## Given instruction:
Turn every line of the records below into a JSON list of strings, one string per line, skipping blank lines and leaving out the pictures.
◆ ◆ ◆ ◆
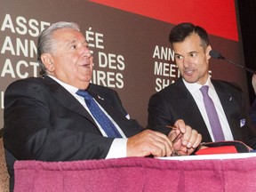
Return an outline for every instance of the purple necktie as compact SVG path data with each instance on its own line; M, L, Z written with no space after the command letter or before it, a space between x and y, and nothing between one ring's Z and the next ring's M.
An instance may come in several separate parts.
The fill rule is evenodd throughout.
M110 121L110 119L104 114L104 112L100 108L93 98L84 90L78 90L76 94L84 98L85 103L97 120L100 124L101 128L104 130L108 137L110 138L122 138L121 134L117 131L116 127Z
M220 122L212 100L208 95L209 86L204 85L200 91L204 97L204 103L210 122L210 125L213 133L215 141L225 140Z

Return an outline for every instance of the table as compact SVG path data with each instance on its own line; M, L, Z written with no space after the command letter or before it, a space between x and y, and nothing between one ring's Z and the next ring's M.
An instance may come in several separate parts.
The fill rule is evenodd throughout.
M14 168L15 192L256 190L256 156L17 161Z

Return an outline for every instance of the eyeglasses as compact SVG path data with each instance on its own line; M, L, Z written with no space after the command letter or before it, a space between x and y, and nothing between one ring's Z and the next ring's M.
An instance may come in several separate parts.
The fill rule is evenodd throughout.
M178 127L176 126L171 126L171 125L166 125L166 127L171 128L172 130L177 130ZM180 139L180 137L183 135L183 133L181 132L180 132L180 133L173 139L173 140L172 141L172 146L177 142L178 140ZM181 156L180 154L178 154L176 151L172 151L172 153L171 154L171 156Z

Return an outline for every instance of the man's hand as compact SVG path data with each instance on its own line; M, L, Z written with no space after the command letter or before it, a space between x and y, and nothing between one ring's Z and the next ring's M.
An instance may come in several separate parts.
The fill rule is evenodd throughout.
M174 126L176 129L172 130L168 135L172 141L181 132L176 141L172 143L174 151L182 156L190 155L200 145L202 135L186 125L181 119L177 120Z
M145 130L127 140L127 156L168 156L172 151L169 138L151 130Z

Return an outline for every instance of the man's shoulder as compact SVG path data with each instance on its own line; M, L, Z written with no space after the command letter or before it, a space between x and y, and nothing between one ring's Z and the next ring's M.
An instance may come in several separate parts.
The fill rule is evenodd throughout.
M102 86L102 85L99 85L99 84L90 84L89 88L88 88L89 92L98 92L98 93L116 93L116 92L109 87L106 87L106 86Z
M28 77L24 79L18 79L10 84L8 87L20 86L22 84L43 84L44 79L42 77Z
M215 88L219 89L228 89L228 90L234 90L241 92L241 87L234 82L228 82L224 80L217 80L217 79L212 79L212 83L214 85Z

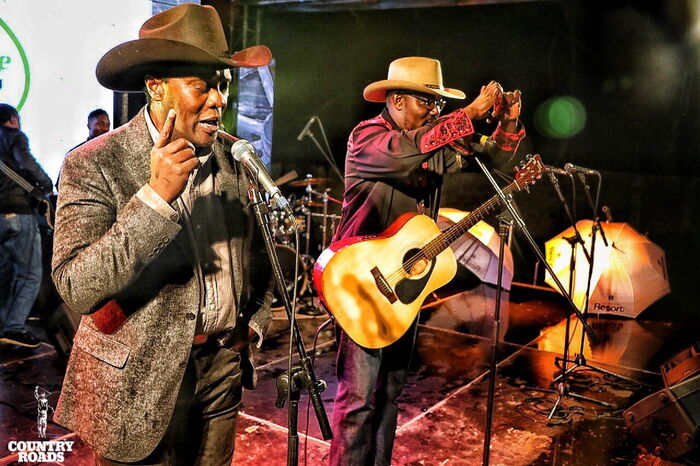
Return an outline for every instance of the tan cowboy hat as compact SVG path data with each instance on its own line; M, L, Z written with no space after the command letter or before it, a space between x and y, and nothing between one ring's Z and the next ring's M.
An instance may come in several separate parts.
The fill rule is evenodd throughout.
M464 99L464 92L442 85L440 62L425 57L404 57L392 61L387 79L365 87L363 95L370 102L384 102L386 91L392 89Z
M117 45L97 64L97 80L115 91L140 91L144 77L157 70L234 66L255 67L270 63L270 49L255 45L227 52L221 19L211 6L184 3L148 19L139 38Z

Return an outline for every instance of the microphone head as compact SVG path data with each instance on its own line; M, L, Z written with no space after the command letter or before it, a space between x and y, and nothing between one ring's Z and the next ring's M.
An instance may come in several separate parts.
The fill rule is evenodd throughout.
M236 162L241 162L247 154L255 153L255 148L245 139L239 139L231 146L231 154Z

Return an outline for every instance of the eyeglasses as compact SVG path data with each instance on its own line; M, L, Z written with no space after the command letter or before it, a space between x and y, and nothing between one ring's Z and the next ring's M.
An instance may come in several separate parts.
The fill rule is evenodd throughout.
M445 108L447 101L441 97L426 97L424 95L413 94L411 92L404 92L404 95L410 95L414 99L418 100L426 109L432 110L437 108L438 112L441 112Z

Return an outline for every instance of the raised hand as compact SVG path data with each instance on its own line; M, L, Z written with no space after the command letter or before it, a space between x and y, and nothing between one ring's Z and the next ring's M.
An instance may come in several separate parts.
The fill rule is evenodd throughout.
M168 203L182 193L190 173L199 166L191 142L184 138L171 141L175 118L175 110L171 109L151 149L151 178L148 181L153 190Z
M515 90L513 92L505 92L502 98L502 108L499 112L498 119L501 125L513 125L517 124L517 120L520 117L520 91ZM508 130L508 128L505 128Z
M482 120L489 115L496 98L503 93L503 88L496 81L491 81L486 86L481 86L479 95L467 105L464 110L472 120Z

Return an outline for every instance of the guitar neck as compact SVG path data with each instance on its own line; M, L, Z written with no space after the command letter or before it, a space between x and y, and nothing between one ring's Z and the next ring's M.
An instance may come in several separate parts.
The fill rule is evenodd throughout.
◆ ◆ ◆ ◆
## Output below:
[
  "Return an outline for every instance of the purple necktie as compact SVG path data with each instance on its own line; M, L, Z written with no space after the command letter or before it, a space between x and y, and nothing between one ring's Z and the next ring's M.",
  "An instance may come in several separate parts.",
  "The fill rule is evenodd throughout.",
  "M110 121L110 119L104 114L104 112L100 108L93 98L84 90L78 90L76 94L84 98L85 103L97 120L100 124L101 128L104 130L108 137L110 138L122 138L121 134L117 131L116 127Z",
  "M220 122L212 100L208 95L209 86L204 85L200 91L204 97L204 103L210 122L210 125L213 133L215 141L225 140Z",
  "Return an outline for every instance of the table as compact SVG path data with each instance on its own line; M, L, Z written with no space after the command letter or before it, a space between x and y, and nothing between one ring's Z and the next ring's M.",
  "An instance may come in several separate parts.",
  "The fill rule is evenodd throughout.",
  "M14 168L15 192L256 190L256 156L17 161Z",
  "Return an outline for every instance of the eyeglasses as compact SVG path data with each instance on its own line; M, L, Z written with no space after the command letter or before it, a space between x and y, and nothing between one ring's Z and the next ring's M.",
  "An instance may come in several separate parts.",
  "The fill rule is evenodd throughout.",
  "M178 127L176 126L171 126L171 125L166 125L166 127L171 128L172 130L177 130ZM180 139L180 137L183 135L183 133L181 132L180 132L180 133L173 139L173 140L172 141L172 146L177 142L178 140ZM181 156L180 154L178 154L176 151L172 151L172 153L171 154L171 156Z",
  "Return an outline for every instance of the man's hand as compact SVG path data with each instance on its own line; M, L, Z written with no space after the command letter or before it, a space between x and y, and nothing between one ring's Z and the next ring's M.",
  "An instance may come in several separate parts.",
  "The fill rule is evenodd throughout.",
  "M174 126L176 129L172 130L168 135L172 141L181 132L176 141L172 143L174 151L182 156L190 155L200 145L202 135L186 125L181 119L177 120Z",
  "M145 130L127 140L127 156L168 156L172 151L169 138L151 130Z",
  "Return an outline for every instance of the man's shoulder as compact SVG path data with each instance on its own line; M, L, Z written with no space after the command letter or before it, a space between x and y, and nothing between one ring's Z and the next ring's M.",
  "An instance may come in several separate parts.",
  "The fill rule is evenodd throughout.",
  "M102 86L102 85L99 85L99 84L90 84L89 88L88 88L89 92L98 92L98 93L116 93L116 92L109 87L106 87L106 86Z",
  "M28 77L24 79L18 79L10 84L8 87L20 86L22 84L43 84L44 79L42 77Z",
  "M215 88L219 89L228 89L228 90L234 90L241 92L241 87L234 82L228 82L224 80L217 80L217 79L212 79L212 83L214 85Z",
  "Return an outline for every instance of the tan cowboy hat as compact SVG path data with each instance on its own line; M, L, Z written with no space after the command letter or before it, a space between x and y, and nothing between one ring's Z and the next ring's M.",
  "An instance may come in several separate parts.",
  "The fill rule is evenodd throughout.",
  "M464 99L464 92L442 85L440 62L425 57L404 57L392 61L387 79L365 87L363 95L370 102L384 102L386 91L392 89Z",
  "M117 45L97 64L97 80L115 91L140 91L144 77L157 70L234 66L255 67L270 63L270 49L255 45L227 52L221 19L211 6L184 3L148 19L139 38Z",
  "Return an outline for every instance of the microphone head as compact SVG path data with each instance on its own line; M, L, Z written with no space after the command letter or before it, a space between x and y, and nothing between one ring's Z and the next ring's M.",
  "An instance may come in several separate parts.",
  "The fill rule is evenodd throughout.",
  "M236 162L241 162L247 154L255 153L255 148L245 139L239 139L231 146L231 154Z",
  "Return an outline for every instance of the eyeglasses as compact SVG path data with each instance on its own line; M, L, Z written with no space after the command letter or before it, a space between x and y, and nothing between one ring's Z and the next ring's M.",
  "An instance may come in several separate parts.",
  "The fill rule is evenodd throughout.",
  "M445 108L447 101L441 97L426 97L424 95L413 94L411 92L404 92L404 95L410 95L414 99L418 100L426 109L432 110L437 108L438 112L441 112Z",
  "Return an outline for every instance of the raised hand as compact SVG path data with each instance on its own line; M, L, Z written with no space after the command letter or before it, a space between x and y, and nothing between one ring's Z and the next ring's M.",
  "An instance may come in several separate parts.",
  "The fill rule is evenodd throughout.",
  "M168 203L182 193L190 173L199 166L191 142L184 138L171 141L175 118L175 110L171 109L151 149L151 178L148 181L153 190Z",
  "M515 90L513 92L505 92L502 98L502 108L499 112L498 119L501 125L513 125L517 124L517 120L520 117L520 91ZM508 130L508 128L505 128Z",
  "M482 120L489 115L496 98L503 93L503 88L496 81L491 81L486 86L481 86L479 95L467 105L464 110L472 120Z",
  "Return an outline for every instance of the guitar neck as compact SVG path data with each instance on its own line; M, L, Z written with no space after the command letter or before it, a space between x and y, and nothing between one ring's Z and the next ring's M.",
  "An instance may come in several separate parts.",
  "The fill rule is evenodd throughout."
]